## QUOTED TEXT
— start —
Hello everyone.
This letter will be a little different than previous ones. I won't really be talking about missionary work, because I have something different I wish to tell all of you. It concerns a personal change that I have just had over the past couple weeks, and especially yesterday. I hope that the Spirit will help me properly describe these things to you, and as well that you will understand.
For those who do not know, yesterday marked the 7 month anniversary since the time I officially entered the MTC and this whole journey began. It has been an amazing experience, with so much learning and growth and many great things happen. Many hard things have happened as well.
One of these hard things has been of my own cause. I have not truly/fully in my heart been able to have lasting peace, joy, and contentment. Now don't misunderstand, I have not been unhappy, or not had joy, peace, and contentment, but they have not lasted. I have always felt in my heart that there was something missing. I have also questioned why this mission experience hasn't fully been what I expected it to be, or why I am not as good as I want to be or expect to be. In short, I have been prideful.
Over the last couple weeks, our Heavenly Father has been kind enough to me to show me some of my biggest weaknesses. First one is how I seem to have this habit of always wanting my situation to be more, "something" than another missionaries. For example, if a missionary is receiving more success and seeing more miracles than me, I am jealous. I want to have more and better than that missionary. As well, if a missionary is experiencing something harder than me, like their area is more difficult, I wish that I was in their shoes so that I could say I am going through more. it is very selfish, and I don't like it. It is not a fun way to think. For some reason, I was able to see this and was able to notice how silly it is. I have been working to stop this, but have love for other missionaries in whatever they are experiencing, not comparing their circumstances to mine.
Another thing I discovered is that I am very prideful. I think I deserve a lot of prestige. I think I am very great and should be having lots of recognition and receiving lots of leadership. This is not good. It is not right, but I have a habit of thinking like this. Again, I don't like it. Again, the Lord has loved me enough to show me that I had this negative habit. Of course I want to get rid of it, and He has kindly shown me in a greater light what I was doing that was causing me unhappiness.
Now there are other small things that are there that I do wrong, but we don't have time for those and really, I can't think of all of them right now. I did however want to give you a couple examples so you got the idea. Now of course I do not think that these are all I define myself by. We all have weaknesses and things that we do but shouldn't. My intent in sharing this all with you is that I in my mission desperately want to be what the Lord wants me to be. I want to do all that He wants me to do. This desire has been growing to the point where it is at the top of all other desires. Because of this growth, the Lord has brought forth to me a new way of doing this missionary work. Over the past weeks, while showing me my many weaknesses, I have asked Him what I need to do to change all this. To truly enjoy all of this, to fully in my heart, 100% love this work, and be content and joyful. The answer came yesterday.
— end —
## JOB 1
Answer these from the missionary letter, one line each:
(a) What anniversary did yesterday mark for the writer?
(b) How does the writer feel when another missionary has more success and sees more miracles?
(c) When did the answer to the writer's question come?
## JOB 2
Reproduce the missionary letter between "For those who" and "happened as well.", inclusive.
## JOB 3
Take the missionary letter further from the point where it stops.

## DATA SHOWN
— start —
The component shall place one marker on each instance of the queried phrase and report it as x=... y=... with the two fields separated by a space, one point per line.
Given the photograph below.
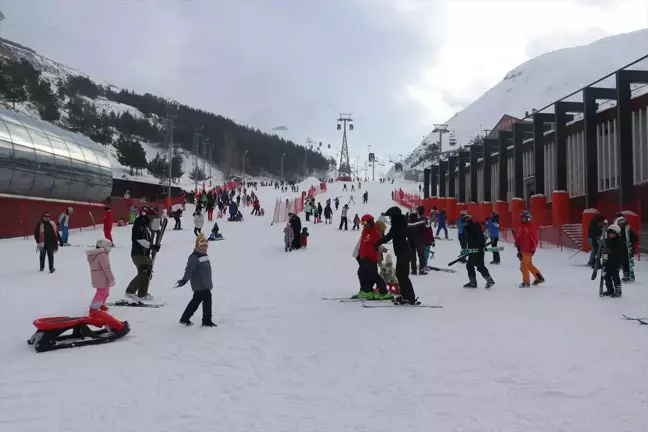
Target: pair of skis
— end —
## EXERCISE RESPONSE 1
(a) Seven months since officially entering the MTC
(b) Jealous
(c) Yesterday

## EXERCISE RESPONSE 2
For those who do not know, yesterday marked the 7 month anniversary since the time I officially entered the MTC and this whole journey began. It has been an amazing experience, with so much learning and growth and many great things happen. Many hard things have happened as well.

## EXERCISE RESPONSE 3
Elder Hadley and I were out doing missionary work and I was really feeling down, and this feeling kept getting worse. I felt so bad at all of this, like I was failing in my mission, and I didn't know how to change it. I felt very depressed. I could not feel happiness. I felt so bad. I wondered if I was seriously depressed. Now this didn't seem right. I am on a mission and have been promised that I will find great joy in my service. I knew something needed to change. My feelings of depression stayed as we went into sacrament meeting. The great thing about it is it got my thoughts beginning to be directed toward Jesus Christ. We had talks on gratitude, and by my focus on the Savior and through other things said and read throughout the day, I learned that that my lack of true love and happiness for all things came because I was not relying and coming unto the Savior to the extent I needed to. I have in the past, but my reliance and need of Him and His Atonement was now greater than it had ever been before, because it is time for me to become better. My answer on how to become better was to use the Atonement, and follow and become more like my Savior.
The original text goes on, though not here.